# Ausgangstext:
------------------------------------
Indessen liegen solche konkret beschreibenden Zusammenhänge für einige Dienstleistungen wie "Verwertung von Urheberrechten und gewerblichen Schutzrechten für andere" oder "rundfunktechnische Beratung" weniger nahe, so daß fraglich sein kann, ob noch eine unmittelbare Beschreibung für diese angemeldeten Dienstleistungen vorliegt, und insofern ein ernsthaftes Freihaltungsbedürfnis jedenfalls zweifelhaft ist. Dies kann hier jedoch dahingestellt bleiben.

2. Der angemeldeten Marke fehlt jedenfalls für sämtliche zurückgewiesenen Dienstleistungen jegliche Unterscheidungskraft (§ 8 Abs. 2 Nr. 1 MarkenG). Kann einer Wortmarke ein für die in Frage stehenden Waren und Dienstleistungen im Vordergrund stehender beschreibender Begriffsinhalt zugeordnet werden und handelt es sich auch sonst um einen verständlichen Ausdruck der deutschen oder einer bekannten Fremdsprache, der vom Verkehr - etwa auch wegen einer entsprechenden Verwendung in der Werbung - stets nur als solcher und nicht als Unterscheidungsmittel verstanden wird, so fehlt ihm die Unterscheidungskraft (vgl. BGH WRP 1999, 1169, 1171 "FOR YOU"; WRP 1999, 1167, 1168 "YES"). Dies ist hier der Fall. Wie oben ausgeführt eignet sich die angemeldete Wortkombination als Hinweis auf die Beschaffenheit der meisten Dienstleistungen. Die angemeldete Marke nimmt damit auf eine konkrete vorteilhafte Eigenschaft aller zurückgewiesenen Dienstleistungen der angemeldeten Marke in werbeüblicher, leicht verständlicher Form Bezug und wirkt wegen dieses im Vordergrund stehenden sachbezogenen Begriffsinhalts für sämtliche dieser beanspruchten Dienstleistungen nur als Sachhinweis, nicht als Hinweis auf einen bestimmten Geschäftsbetrieb. Dies gilt auch für die Dienstleistungen, die nicht unmittelbar und konkret beschrieben werden, weil zu diesen jedenfalls ein enger sachlicher Bezug besteht. So lassen Sender oft Sendungen und auch Tonträger von Produktionsfirmen erstellen und übernehmen in Lizenz weitgehend für Produzenten, Künstler und/oder Autoren und sonstige Inhaber von Urheber- oder Leistungsschutzrechten die Vermarktung. Z.B. werden etwa Übertragung von Sende- und Aufführungsrechten, Zweitverwertung sowie weitere kommerzielle Verwertung von Bildern, Sprach- oder Tonwerken samt damit verbundener sonstiger gewerblicher Schutzrechte häufig vom Sender übernommen. Für diese Verwertung der Rechte ist eine Spitzenstellung des betreffenden Senders sehr bedeutsam, da ein solcher Sender bessere Verbindungen, entsprechende Erfahrung und eine große Marktmacht hat, um eine wirtschaftlich erfolgreiche Verwertung zu garantieren. Dies gilt in ähnlicher Weise für "rundfunktechnische Beratung", die ebenfalls in einem unmittelbaren Bezug zu der Tätigkeit und zu den für den Empfang, das Senden und die Produktion von Sendungen erforderlichen Einrichtungen eines "Radio No. 1" aufweisen können.
------------------------------------
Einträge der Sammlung
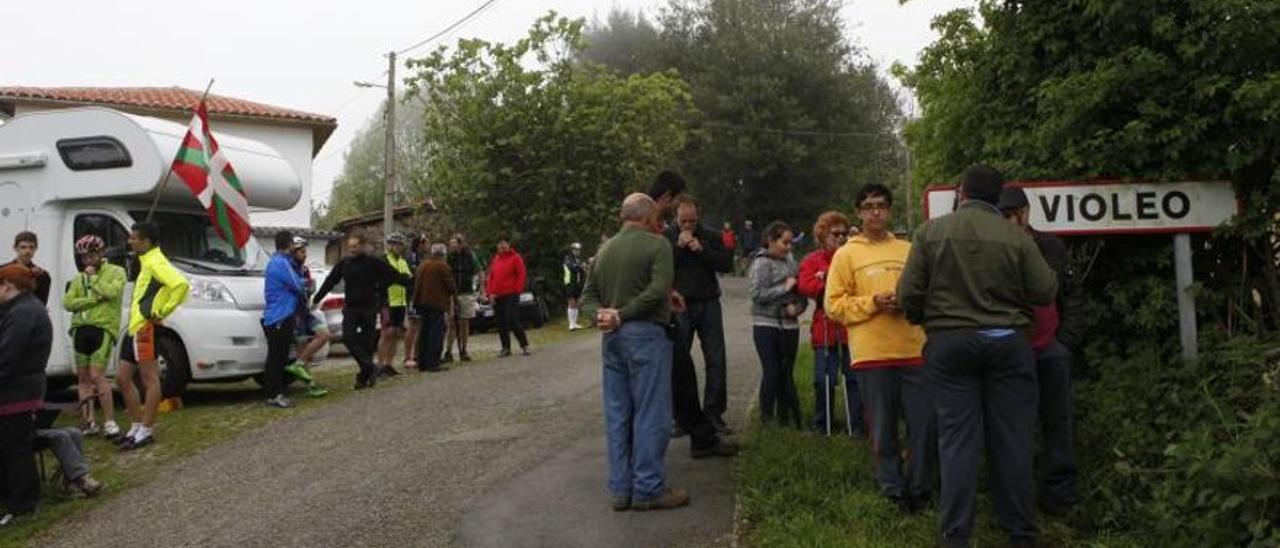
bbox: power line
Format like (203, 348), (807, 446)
(396, 0), (498, 55)
(703, 122), (897, 137)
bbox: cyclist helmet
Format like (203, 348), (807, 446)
(76, 234), (106, 255)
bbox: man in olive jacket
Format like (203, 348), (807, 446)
(897, 165), (1057, 547)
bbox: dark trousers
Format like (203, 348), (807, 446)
(1036, 341), (1078, 506)
(493, 294), (529, 351)
(0, 412), (40, 513)
(667, 325), (719, 449)
(676, 298), (728, 421)
(858, 366), (938, 501)
(924, 329), (1039, 545)
(342, 309), (378, 380)
(751, 325), (801, 428)
(262, 321), (293, 398)
(813, 344), (865, 435)
(417, 306), (444, 369)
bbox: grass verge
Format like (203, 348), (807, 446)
(735, 344), (1140, 548)
(0, 321), (590, 548)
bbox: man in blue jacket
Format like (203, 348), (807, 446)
(262, 230), (307, 408)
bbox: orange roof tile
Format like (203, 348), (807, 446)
(0, 86), (338, 152)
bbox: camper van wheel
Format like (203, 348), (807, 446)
(133, 333), (191, 398)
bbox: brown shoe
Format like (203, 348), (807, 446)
(631, 487), (689, 512)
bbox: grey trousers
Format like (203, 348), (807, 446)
(858, 366), (938, 498)
(924, 329), (1039, 545)
(1036, 341), (1078, 506)
(36, 428), (88, 480)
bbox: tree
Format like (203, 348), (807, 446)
(322, 95), (428, 228)
(896, 0), (1280, 545)
(584, 0), (904, 227)
(408, 13), (694, 282)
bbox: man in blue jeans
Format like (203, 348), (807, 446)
(897, 165), (1057, 547)
(581, 193), (689, 512)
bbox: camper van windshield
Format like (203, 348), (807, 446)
(129, 211), (270, 275)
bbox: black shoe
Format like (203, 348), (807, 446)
(689, 439), (737, 458)
(712, 419), (733, 435)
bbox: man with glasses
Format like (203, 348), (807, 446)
(826, 183), (937, 513)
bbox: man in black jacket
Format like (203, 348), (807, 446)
(311, 232), (413, 391)
(667, 196), (733, 434)
(0, 262), (54, 528)
(645, 172), (737, 458)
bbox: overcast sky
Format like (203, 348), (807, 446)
(0, 0), (974, 200)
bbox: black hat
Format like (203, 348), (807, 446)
(961, 164), (1005, 205)
(996, 187), (1032, 211)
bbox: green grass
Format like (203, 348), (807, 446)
(735, 344), (1139, 548)
(0, 320), (594, 548)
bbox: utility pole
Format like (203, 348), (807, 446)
(383, 51), (396, 239)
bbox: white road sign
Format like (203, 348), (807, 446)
(924, 182), (1239, 234)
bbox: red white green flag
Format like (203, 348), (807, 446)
(173, 101), (252, 248)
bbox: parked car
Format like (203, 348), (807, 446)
(471, 278), (550, 333)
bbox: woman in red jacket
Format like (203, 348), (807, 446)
(484, 236), (529, 357)
(797, 211), (865, 435)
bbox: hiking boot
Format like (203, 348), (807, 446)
(613, 496), (631, 512)
(67, 474), (102, 498)
(631, 487), (689, 512)
(689, 439), (737, 458)
(284, 361), (312, 383)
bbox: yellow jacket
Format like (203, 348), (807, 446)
(129, 246), (191, 335)
(824, 236), (924, 369)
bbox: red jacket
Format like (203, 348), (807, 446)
(796, 250), (849, 347)
(721, 229), (737, 251)
(484, 250), (525, 297)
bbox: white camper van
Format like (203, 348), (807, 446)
(0, 108), (302, 396)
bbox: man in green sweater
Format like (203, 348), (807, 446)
(581, 193), (689, 511)
(63, 234), (125, 439)
(897, 165), (1057, 547)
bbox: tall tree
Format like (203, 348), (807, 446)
(585, 0), (904, 231)
(410, 13), (694, 280)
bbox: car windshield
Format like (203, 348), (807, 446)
(129, 211), (271, 275)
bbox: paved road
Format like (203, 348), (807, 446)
(40, 279), (759, 548)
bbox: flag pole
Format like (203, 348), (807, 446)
(146, 78), (214, 223)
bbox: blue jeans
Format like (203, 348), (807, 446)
(600, 321), (672, 501)
(813, 344), (865, 435)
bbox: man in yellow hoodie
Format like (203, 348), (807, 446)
(115, 223), (191, 451)
(826, 183), (937, 513)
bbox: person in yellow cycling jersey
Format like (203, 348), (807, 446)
(115, 223), (191, 451)
(378, 233), (413, 376)
(63, 234), (125, 439)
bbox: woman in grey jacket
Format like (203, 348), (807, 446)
(748, 220), (808, 429)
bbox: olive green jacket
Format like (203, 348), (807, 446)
(897, 200), (1057, 332)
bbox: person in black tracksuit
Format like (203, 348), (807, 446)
(311, 233), (412, 389)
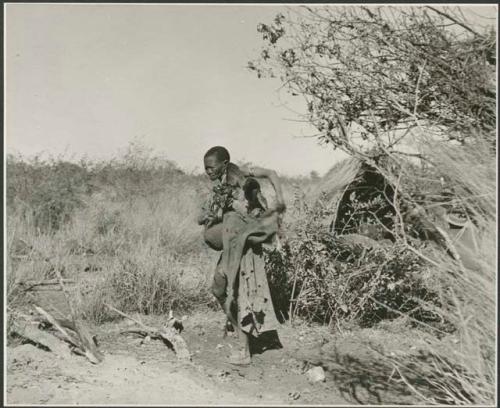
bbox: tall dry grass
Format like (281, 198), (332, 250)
(382, 138), (497, 405)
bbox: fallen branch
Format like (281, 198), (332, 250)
(104, 303), (191, 361)
(12, 321), (71, 358)
(56, 268), (104, 364)
(35, 306), (104, 364)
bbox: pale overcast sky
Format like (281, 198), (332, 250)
(5, 4), (496, 175)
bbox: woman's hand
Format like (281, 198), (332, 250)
(276, 199), (286, 214)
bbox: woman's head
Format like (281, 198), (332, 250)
(203, 146), (230, 180)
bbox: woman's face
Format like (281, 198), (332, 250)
(204, 155), (227, 181)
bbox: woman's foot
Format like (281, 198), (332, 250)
(228, 350), (252, 365)
(222, 320), (234, 338)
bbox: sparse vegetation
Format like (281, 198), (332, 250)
(7, 3), (497, 405)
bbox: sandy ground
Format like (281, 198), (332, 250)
(6, 312), (434, 405)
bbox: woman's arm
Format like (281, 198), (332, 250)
(240, 167), (286, 212)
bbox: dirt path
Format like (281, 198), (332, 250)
(7, 312), (426, 405)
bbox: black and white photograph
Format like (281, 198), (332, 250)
(2, 1), (498, 407)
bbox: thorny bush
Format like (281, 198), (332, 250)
(268, 191), (447, 329)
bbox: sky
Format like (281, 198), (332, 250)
(4, 4), (495, 175)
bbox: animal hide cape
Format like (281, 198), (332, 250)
(217, 211), (279, 335)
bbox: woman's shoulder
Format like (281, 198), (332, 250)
(226, 162), (245, 186)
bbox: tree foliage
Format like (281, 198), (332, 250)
(248, 6), (496, 154)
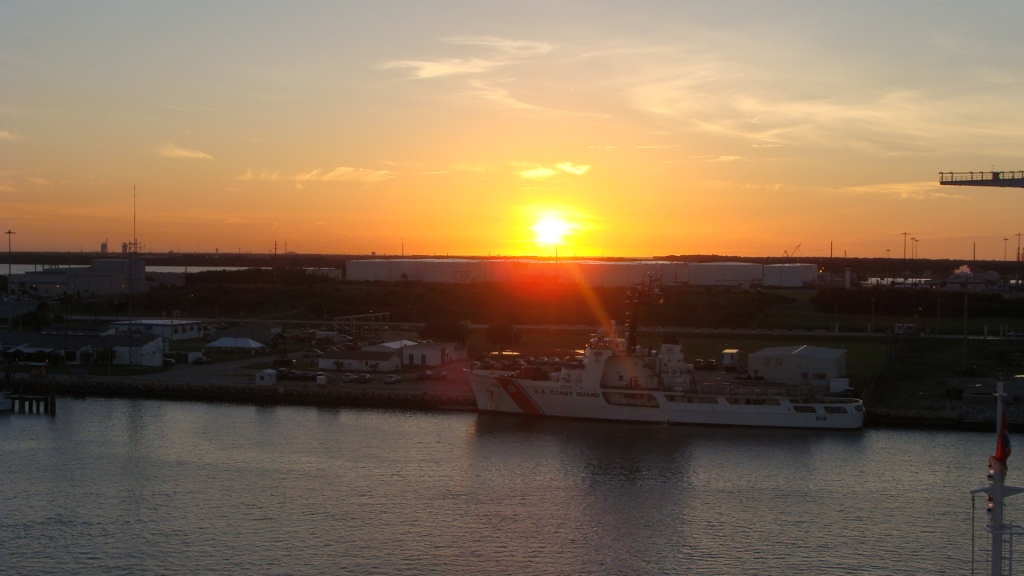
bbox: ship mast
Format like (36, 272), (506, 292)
(626, 274), (665, 354)
(971, 371), (1024, 576)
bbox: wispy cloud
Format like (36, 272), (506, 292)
(234, 166), (394, 181)
(381, 58), (499, 78)
(463, 80), (538, 110)
(519, 166), (557, 179)
(519, 162), (590, 179)
(381, 37), (553, 78)
(157, 142), (213, 160)
(830, 181), (968, 200)
(690, 155), (743, 162)
(557, 162), (590, 172)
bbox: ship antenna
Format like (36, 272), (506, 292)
(971, 370), (1024, 576)
(626, 273), (665, 354)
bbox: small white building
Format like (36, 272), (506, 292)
(109, 333), (166, 366)
(317, 351), (401, 372)
(362, 340), (469, 366)
(722, 348), (739, 370)
(203, 338), (267, 356)
(764, 263), (818, 288)
(746, 345), (846, 385)
(111, 319), (203, 340)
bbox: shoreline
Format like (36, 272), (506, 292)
(14, 378), (1007, 431)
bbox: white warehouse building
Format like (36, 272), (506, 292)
(687, 262), (764, 288)
(764, 264), (818, 288)
(345, 258), (688, 286)
(746, 345), (846, 385)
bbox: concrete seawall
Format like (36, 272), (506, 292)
(17, 379), (476, 410)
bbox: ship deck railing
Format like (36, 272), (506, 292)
(939, 171), (1024, 182)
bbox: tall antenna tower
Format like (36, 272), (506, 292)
(128, 184), (138, 369)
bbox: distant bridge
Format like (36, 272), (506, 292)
(939, 171), (1024, 188)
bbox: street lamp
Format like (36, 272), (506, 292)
(4, 230), (17, 294)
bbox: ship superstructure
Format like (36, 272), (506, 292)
(469, 326), (864, 428)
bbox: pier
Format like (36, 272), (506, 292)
(9, 390), (57, 416)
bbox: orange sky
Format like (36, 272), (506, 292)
(0, 2), (1024, 258)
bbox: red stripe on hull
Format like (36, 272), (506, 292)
(495, 376), (544, 416)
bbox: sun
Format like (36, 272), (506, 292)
(534, 215), (569, 244)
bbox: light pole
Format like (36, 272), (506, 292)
(886, 248), (892, 286)
(4, 230), (17, 294)
(867, 298), (874, 334)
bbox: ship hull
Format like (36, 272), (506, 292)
(469, 372), (864, 429)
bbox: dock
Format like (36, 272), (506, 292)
(8, 388), (57, 416)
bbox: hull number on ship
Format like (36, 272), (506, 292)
(534, 388), (601, 398)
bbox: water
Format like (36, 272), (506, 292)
(0, 399), (1007, 575)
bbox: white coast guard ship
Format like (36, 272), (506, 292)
(469, 328), (864, 428)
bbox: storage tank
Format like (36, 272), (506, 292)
(764, 263), (818, 288)
(688, 262), (764, 287)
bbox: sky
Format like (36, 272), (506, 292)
(0, 0), (1024, 255)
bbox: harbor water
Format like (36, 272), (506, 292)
(0, 399), (1007, 575)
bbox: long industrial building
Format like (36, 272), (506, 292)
(345, 258), (817, 288)
(346, 258), (688, 286)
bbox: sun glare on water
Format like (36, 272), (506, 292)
(534, 216), (569, 244)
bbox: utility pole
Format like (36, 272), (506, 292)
(886, 248), (892, 286)
(964, 275), (968, 370)
(1014, 232), (1021, 291)
(4, 230), (17, 294)
(129, 184), (138, 370)
(867, 298), (874, 334)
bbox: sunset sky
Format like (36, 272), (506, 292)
(0, 0), (1024, 259)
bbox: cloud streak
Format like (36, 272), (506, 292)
(157, 142), (213, 160)
(236, 166), (394, 182)
(380, 37), (554, 79)
(519, 162), (590, 180)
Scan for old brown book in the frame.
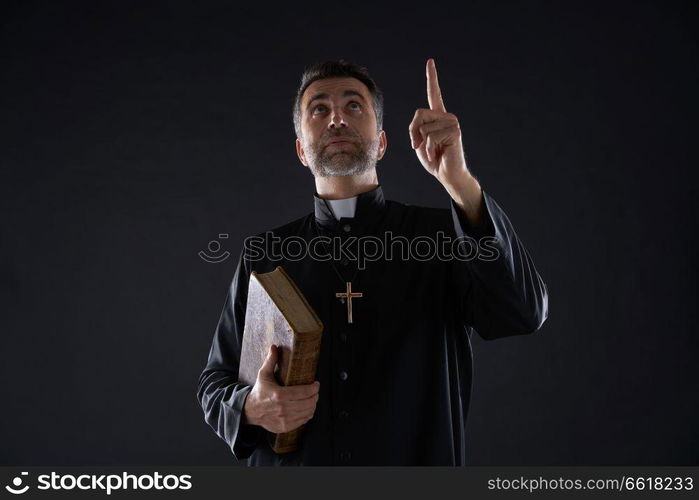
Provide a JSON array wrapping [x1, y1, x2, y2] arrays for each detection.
[[238, 266, 323, 453]]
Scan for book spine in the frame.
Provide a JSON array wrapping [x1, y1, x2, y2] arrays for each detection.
[[270, 331, 322, 454], [283, 333, 322, 386]]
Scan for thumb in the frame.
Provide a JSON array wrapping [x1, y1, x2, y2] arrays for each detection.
[[257, 344, 278, 383]]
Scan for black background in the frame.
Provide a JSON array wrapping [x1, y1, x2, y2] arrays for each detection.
[[0, 1, 699, 465]]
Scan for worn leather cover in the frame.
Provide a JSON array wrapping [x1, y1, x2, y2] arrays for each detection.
[[238, 266, 323, 453]]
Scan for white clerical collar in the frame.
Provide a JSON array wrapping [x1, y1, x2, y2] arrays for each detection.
[[325, 196, 357, 220]]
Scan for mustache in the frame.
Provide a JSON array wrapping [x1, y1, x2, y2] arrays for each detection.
[[323, 132, 362, 146]]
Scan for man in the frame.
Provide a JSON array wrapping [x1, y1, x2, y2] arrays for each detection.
[[197, 59, 548, 465]]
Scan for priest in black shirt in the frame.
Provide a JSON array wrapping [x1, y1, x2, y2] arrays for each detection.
[[197, 59, 548, 465]]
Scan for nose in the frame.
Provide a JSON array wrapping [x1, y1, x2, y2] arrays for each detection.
[[328, 108, 347, 129]]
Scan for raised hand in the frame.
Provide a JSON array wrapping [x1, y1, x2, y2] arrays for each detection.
[[408, 59, 482, 225]]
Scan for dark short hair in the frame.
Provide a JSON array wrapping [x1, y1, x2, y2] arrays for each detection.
[[293, 59, 383, 137]]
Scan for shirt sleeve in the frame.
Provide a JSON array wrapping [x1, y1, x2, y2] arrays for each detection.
[[197, 244, 264, 460], [450, 190, 548, 340]]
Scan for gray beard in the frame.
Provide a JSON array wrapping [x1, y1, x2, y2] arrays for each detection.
[[306, 136, 379, 177]]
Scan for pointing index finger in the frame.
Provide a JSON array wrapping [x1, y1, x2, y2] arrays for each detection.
[[427, 59, 447, 112]]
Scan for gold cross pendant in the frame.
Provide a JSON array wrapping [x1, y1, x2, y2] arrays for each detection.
[[335, 281, 362, 323]]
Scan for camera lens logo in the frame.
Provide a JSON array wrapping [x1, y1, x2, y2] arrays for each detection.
[[5, 472, 29, 495], [199, 233, 231, 264]]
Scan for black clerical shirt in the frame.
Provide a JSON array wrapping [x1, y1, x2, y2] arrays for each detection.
[[197, 186, 548, 465]]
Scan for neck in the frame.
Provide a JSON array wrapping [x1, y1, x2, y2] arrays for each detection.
[[315, 168, 379, 200]]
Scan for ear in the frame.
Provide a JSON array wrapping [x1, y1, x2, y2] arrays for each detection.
[[376, 130, 388, 161], [296, 138, 308, 167]]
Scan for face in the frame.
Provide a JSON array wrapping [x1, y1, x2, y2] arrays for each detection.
[[296, 77, 386, 177]]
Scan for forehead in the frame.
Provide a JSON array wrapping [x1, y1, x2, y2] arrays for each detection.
[[301, 77, 371, 109]]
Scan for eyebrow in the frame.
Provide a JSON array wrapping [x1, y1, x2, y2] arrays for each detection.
[[306, 90, 365, 110]]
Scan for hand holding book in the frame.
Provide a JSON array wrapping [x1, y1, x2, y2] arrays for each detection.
[[243, 344, 320, 434]]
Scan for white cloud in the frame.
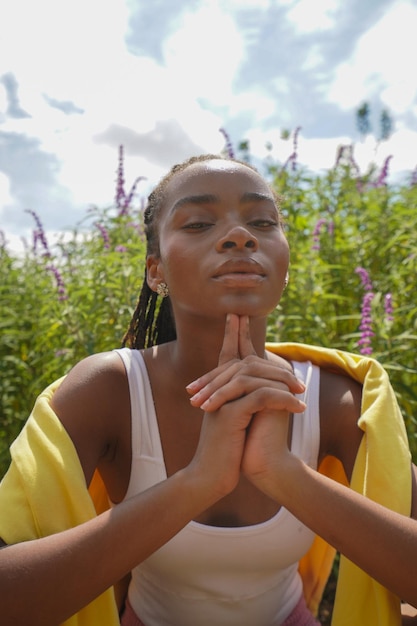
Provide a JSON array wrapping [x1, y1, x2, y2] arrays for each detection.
[[286, 0, 341, 34], [328, 1, 417, 113], [163, 3, 243, 104]]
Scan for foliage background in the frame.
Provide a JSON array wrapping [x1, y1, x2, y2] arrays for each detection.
[[0, 138, 417, 476]]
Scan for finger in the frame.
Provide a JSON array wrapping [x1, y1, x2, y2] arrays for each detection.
------------------------------------
# Die Aufgaben:
a - Geben Sie aus dem Ausgangstext den Abschnitt zwischen „Indessen liegen solche“ und „jedoch dahingestellt bleiben.“ wortgetreu aus, beide Stellen eingeschlossen.
b - Führen Sie bitte den Ausgangstext im Anschluss an seinen letzten Satz weiter.

# Gelöste Aufgaben:
a -
Indessen liegen solche konkret beschreibenden Zusammenhänge für einige Dienstleistungen wie "Verwertung von Urheberrechten und gewerblichen Schutzrechten für andere" oder "rundfunktechnische Beratung" weniger nahe, so daß fraglich sein kann, ob noch eine unmittelbare Beschreibung für diese angemeldeten Dienstleistungen vorliegt, und insofern ein ernsthaftes Freihaltungsbedürfnis jedenfalls zweifelhaft ist. Dies kann hier jedoch dahingestellt bleiben.

b -
3. In Bezug auf die Dienstleistungen "Beherbergung und Verpflegung von Gästen" kann der Senat an der angemeldeten Wortmarke weder ein Freihaltungsbedürfnis (§ 8 Abs. 2 Nr. 2 MarkenG) feststellen noch fehlt ihr insoweit jegliche Unterscheidungskraft (§ 8 Abs. 2 Nr. 1 MarkenG), denn die Marke stellt insoweit keinen hinreichend konkret und eindeutig beschreibenden Hinweis auf eine hinreichend eng mit den Waren zusammenhängende Eigenschaft dar. Zwar befinden sich üblicherweise im Hause von Sendeunternehmen für Dritte zugängliche Kantinen. Auch wird häufig bei Personen, die, etwa aus geschäftlichen Gründen, den Sender besuchen, für eine angemessene Unterbringung gesorgt werden, wobei nicht auszuschließen ist, daß einzelne Sender Gästehäuser oder Hotels unterhalten oder in Hotels ein festes Zimmerkontingent permanent reserviert haben. Der Senat konnte jedoch nicht feststellen, daß eine solche "Beherbergung und Verpflegung von Gästen" durch Radiosender speziellen Erfordernissen genügen und besondere Eigenschaften aufweisen müssen, die sie von für andere Zwecke verwendeten Dienstleistungen grundsätzlich unterscheiden und daß für diese Dienstleistungen eine Beschreibung mit "Radio No. 1" denkbar ist. Die angemeldete Wortkombination weist darum insoweit nicht auf verkehrswesentliche Eigenschaften unmittelbar hin und wird auch nicht als reine Sachangabe verstanden werden.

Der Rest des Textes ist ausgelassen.